The BZE plan is really thorough and aims to prove that the barriers to a zero carbon economy are neither technological or economic. You should take a look at it, it's pretty great. I'm sure I heard of it in a similar thread to this one somewhere in D&D. I believe it conflicts directly with a bunch of the statements you make here.

I would certainly be interested in what Anderson thinks about it, but am I really going to get on Twitter for that? A quick google didn't turn anything up so I don't think he's addressed it previously. Maybe I will contact him through his website or something.

▶ [Records shown]
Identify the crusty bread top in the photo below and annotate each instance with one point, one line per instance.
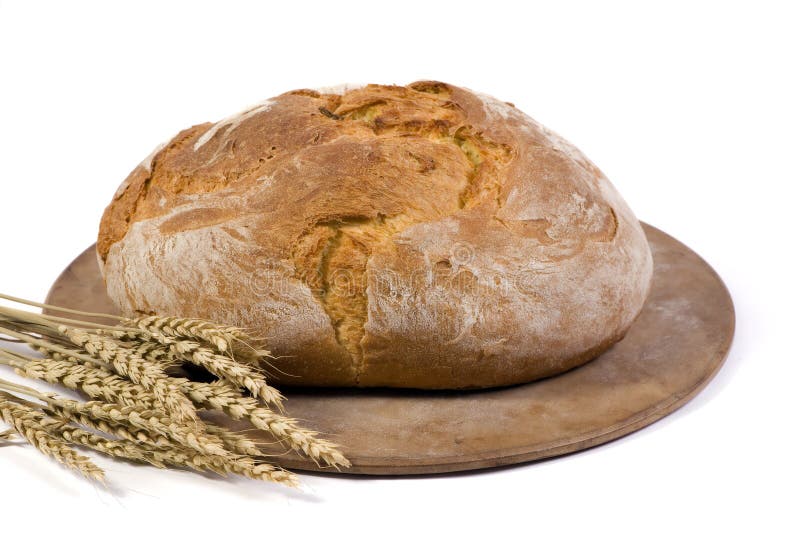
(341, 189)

--

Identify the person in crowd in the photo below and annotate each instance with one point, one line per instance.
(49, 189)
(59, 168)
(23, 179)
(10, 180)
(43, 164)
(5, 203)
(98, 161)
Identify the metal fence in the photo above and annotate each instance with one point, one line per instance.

▶ [Exercise details] Please answer from the text about the BZE plan: what does the plan aim to prove?

▶ [Exercise response] That the barriers to a zero carbon economy are not technological or economic.